Part of a data file:
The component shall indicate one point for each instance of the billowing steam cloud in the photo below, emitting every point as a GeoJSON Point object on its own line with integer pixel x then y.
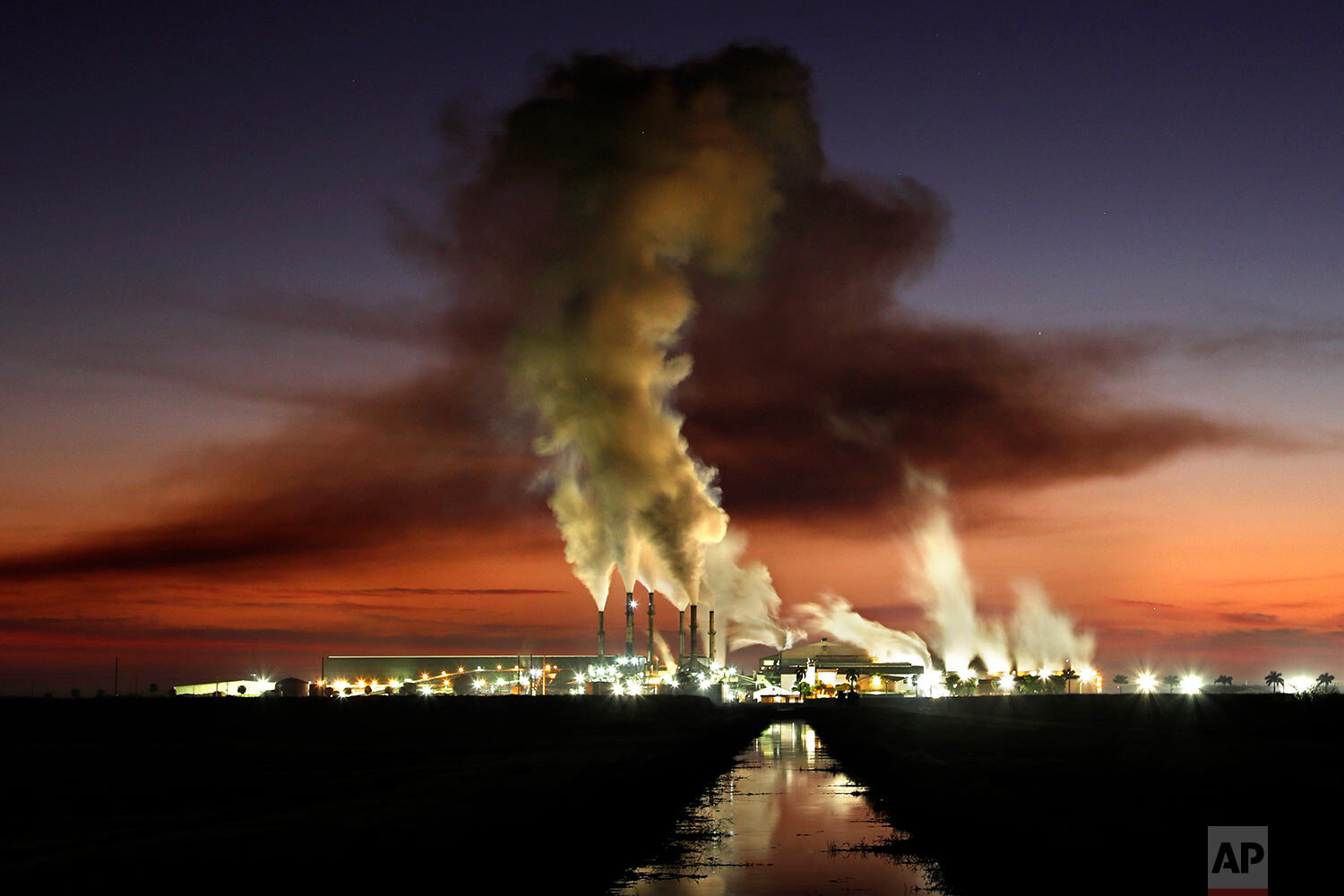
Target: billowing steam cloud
{"type": "Point", "coordinates": [1037, 635]}
{"type": "Point", "coordinates": [836, 616]}
{"type": "Point", "coordinates": [623, 220]}
{"type": "Point", "coordinates": [653, 171]}
{"type": "Point", "coordinates": [744, 598]}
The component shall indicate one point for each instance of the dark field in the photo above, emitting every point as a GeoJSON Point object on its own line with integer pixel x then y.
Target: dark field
{"type": "Point", "coordinates": [1097, 794]}
{"type": "Point", "coordinates": [462, 794]}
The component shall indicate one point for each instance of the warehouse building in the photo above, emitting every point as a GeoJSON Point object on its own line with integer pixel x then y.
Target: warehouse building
{"type": "Point", "coordinates": [827, 668]}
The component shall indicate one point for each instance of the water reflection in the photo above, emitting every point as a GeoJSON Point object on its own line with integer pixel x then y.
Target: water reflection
{"type": "Point", "coordinates": [780, 823]}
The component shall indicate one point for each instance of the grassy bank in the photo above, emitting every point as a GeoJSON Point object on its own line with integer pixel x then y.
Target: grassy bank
{"type": "Point", "coordinates": [558, 791]}
{"type": "Point", "coordinates": [1096, 794]}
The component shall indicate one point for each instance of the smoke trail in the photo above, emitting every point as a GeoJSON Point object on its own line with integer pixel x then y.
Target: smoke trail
{"type": "Point", "coordinates": [943, 584]}
{"type": "Point", "coordinates": [744, 598]}
{"type": "Point", "coordinates": [656, 171]}
{"type": "Point", "coordinates": [664, 650]}
{"type": "Point", "coordinates": [1042, 637]}
{"type": "Point", "coordinates": [1037, 637]}
{"type": "Point", "coordinates": [838, 618]}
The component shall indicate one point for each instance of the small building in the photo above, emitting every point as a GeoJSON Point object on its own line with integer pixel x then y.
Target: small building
{"type": "Point", "coordinates": [244, 688]}
{"type": "Point", "coordinates": [828, 667]}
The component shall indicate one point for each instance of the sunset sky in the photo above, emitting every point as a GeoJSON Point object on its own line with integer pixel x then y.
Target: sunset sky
{"type": "Point", "coordinates": [210, 309]}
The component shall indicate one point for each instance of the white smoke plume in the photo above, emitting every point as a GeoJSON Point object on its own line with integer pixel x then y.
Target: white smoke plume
{"type": "Point", "coordinates": [838, 618]}
{"type": "Point", "coordinates": [658, 171]}
{"type": "Point", "coordinates": [1042, 637]}
{"type": "Point", "coordinates": [1038, 635]}
{"type": "Point", "coordinates": [744, 598]}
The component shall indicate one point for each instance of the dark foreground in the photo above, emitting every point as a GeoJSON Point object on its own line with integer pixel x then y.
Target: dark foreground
{"type": "Point", "coordinates": [467, 794]}
{"type": "Point", "coordinates": [1098, 794]}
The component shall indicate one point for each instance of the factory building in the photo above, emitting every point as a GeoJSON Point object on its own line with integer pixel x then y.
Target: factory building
{"type": "Point", "coordinates": [242, 688]}
{"type": "Point", "coordinates": [464, 675]}
{"type": "Point", "coordinates": [827, 668]}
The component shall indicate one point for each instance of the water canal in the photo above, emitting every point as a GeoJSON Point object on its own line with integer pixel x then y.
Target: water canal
{"type": "Point", "coordinates": [782, 823]}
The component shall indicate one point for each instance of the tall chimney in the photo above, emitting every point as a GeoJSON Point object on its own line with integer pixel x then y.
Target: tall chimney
{"type": "Point", "coordinates": [629, 624]}
{"type": "Point", "coordinates": [650, 659]}
{"type": "Point", "coordinates": [711, 637]}
{"type": "Point", "coordinates": [694, 629]}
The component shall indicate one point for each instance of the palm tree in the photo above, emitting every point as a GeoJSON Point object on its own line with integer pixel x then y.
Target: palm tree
{"type": "Point", "coordinates": [1027, 683]}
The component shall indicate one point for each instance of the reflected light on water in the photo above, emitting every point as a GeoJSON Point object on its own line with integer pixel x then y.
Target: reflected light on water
{"type": "Point", "coordinates": [771, 825]}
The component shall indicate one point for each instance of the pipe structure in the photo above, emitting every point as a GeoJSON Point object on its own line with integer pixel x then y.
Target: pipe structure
{"type": "Point", "coordinates": [629, 624]}
{"type": "Point", "coordinates": [694, 629]}
{"type": "Point", "coordinates": [650, 659]}
{"type": "Point", "coordinates": [711, 637]}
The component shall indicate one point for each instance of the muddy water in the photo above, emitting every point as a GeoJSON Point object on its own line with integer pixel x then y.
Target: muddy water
{"type": "Point", "coordinates": [784, 823]}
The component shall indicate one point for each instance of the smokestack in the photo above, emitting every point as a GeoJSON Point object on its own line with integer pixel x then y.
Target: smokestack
{"type": "Point", "coordinates": [694, 629]}
{"type": "Point", "coordinates": [711, 637]}
{"type": "Point", "coordinates": [629, 624]}
{"type": "Point", "coordinates": [650, 659]}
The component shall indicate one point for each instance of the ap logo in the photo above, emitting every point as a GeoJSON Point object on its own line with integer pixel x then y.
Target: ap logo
{"type": "Point", "coordinates": [1238, 861]}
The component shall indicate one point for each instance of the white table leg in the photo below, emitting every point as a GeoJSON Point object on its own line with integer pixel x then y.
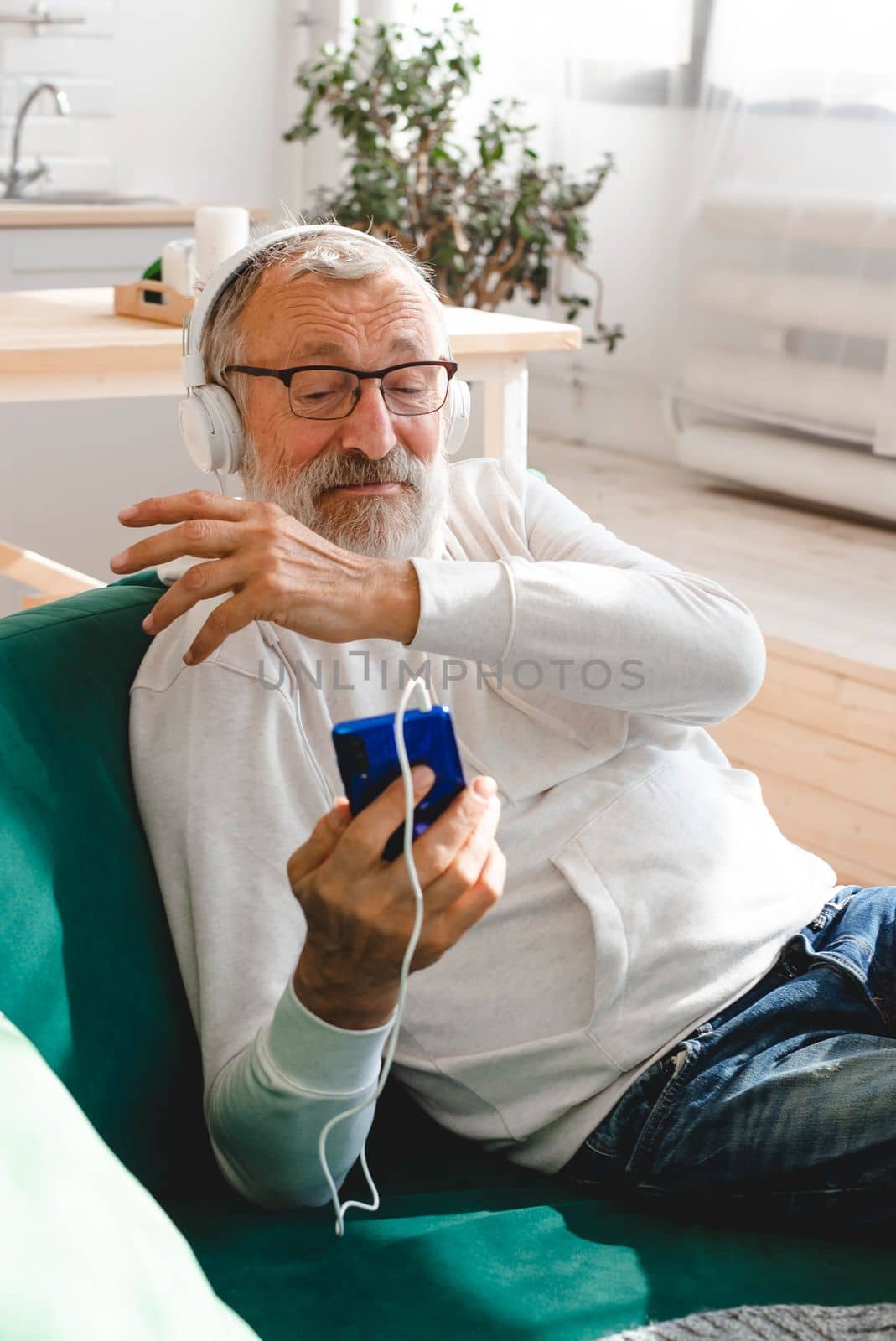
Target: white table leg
{"type": "Point", "coordinates": [505, 380]}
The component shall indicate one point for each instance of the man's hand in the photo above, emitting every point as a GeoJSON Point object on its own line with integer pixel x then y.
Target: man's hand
{"type": "Point", "coordinates": [360, 909]}
{"type": "Point", "coordinates": [278, 569]}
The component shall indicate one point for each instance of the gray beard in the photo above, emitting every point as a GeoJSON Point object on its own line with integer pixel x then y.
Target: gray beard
{"type": "Point", "coordinates": [388, 526]}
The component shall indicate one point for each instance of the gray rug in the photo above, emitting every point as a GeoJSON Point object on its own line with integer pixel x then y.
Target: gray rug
{"type": "Point", "coordinates": [777, 1323]}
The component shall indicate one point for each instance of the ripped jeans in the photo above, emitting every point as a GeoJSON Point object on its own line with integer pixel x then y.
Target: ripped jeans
{"type": "Point", "coordinates": [782, 1110]}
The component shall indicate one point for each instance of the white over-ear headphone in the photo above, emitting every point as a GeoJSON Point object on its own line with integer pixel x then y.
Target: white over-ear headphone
{"type": "Point", "coordinates": [208, 417]}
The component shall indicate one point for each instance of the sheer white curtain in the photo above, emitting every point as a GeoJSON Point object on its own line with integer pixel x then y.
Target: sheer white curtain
{"type": "Point", "coordinates": [788, 299]}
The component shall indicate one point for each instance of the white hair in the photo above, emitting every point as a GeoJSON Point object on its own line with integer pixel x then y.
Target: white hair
{"type": "Point", "coordinates": [334, 252]}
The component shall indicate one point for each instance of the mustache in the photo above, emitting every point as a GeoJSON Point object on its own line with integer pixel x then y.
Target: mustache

§ **Exercise brief**
From the line containing "the white table" through the last line of the material above, write out each line exactly, leaving aside all pictures.

§ **Written solution**
The component shall indicate one point for each instance of the white table leg in the photo below, emitting every point as a GeoJSON Point object on its own line with integer pixel x then y.
Target: white table leg
{"type": "Point", "coordinates": [505, 380]}
The component shall indicate one point for each instance of the man's hand in the photo above, emitting every point as a GeoJSON Point object on its own line with integer pixel x then y.
Target: man's hand
{"type": "Point", "coordinates": [360, 909]}
{"type": "Point", "coordinates": [278, 569]}
The component shall indicate one point for each instance of the gray beard in the photo above, emitting every point as a GeoJSON Point object on its own line with integer pixel x then y.
Target: gray beard
{"type": "Point", "coordinates": [388, 526]}
The component shall indicate one point for each instance of the gray rug in the photo above, emitting every point as a GeoJSON Point object on its own line with integer pixel x then y.
Target: gray rug
{"type": "Point", "coordinates": [777, 1323]}
The component shall indicate one point for each instance of the ripped jeans in the photo above, emitting every point as a GeoJSON Point object on its own line with integer pixel x then y.
Target: ripped jeans
{"type": "Point", "coordinates": [782, 1110]}
The component shall indicate one point for each instance of the white over-ear headphone in the photo above, emitting every point as a GeoJSON Point object on its own line with integer pixel x then y.
Target: white over-ear headphone
{"type": "Point", "coordinates": [208, 417]}
The component shall indicate one point for each instance of the sheer white curtain in the photo above, emitting every point as a GeoJSON Point object on its own line with integer pixel x then y.
Target: sheer white curtain
{"type": "Point", "coordinates": [788, 299]}
The component shall indicate one point for each instance of the white hair in the photo above, emitting every point as a GeoJSON Point object on its own line with integer pixel x then y.
Target: white hair
{"type": "Point", "coordinates": [334, 252]}
The component shall indicate one point for each instance of the mustache in the photo above, emitting every point as a GeoJSON Point object on its own line with integer pixel x then y.
Target: mustache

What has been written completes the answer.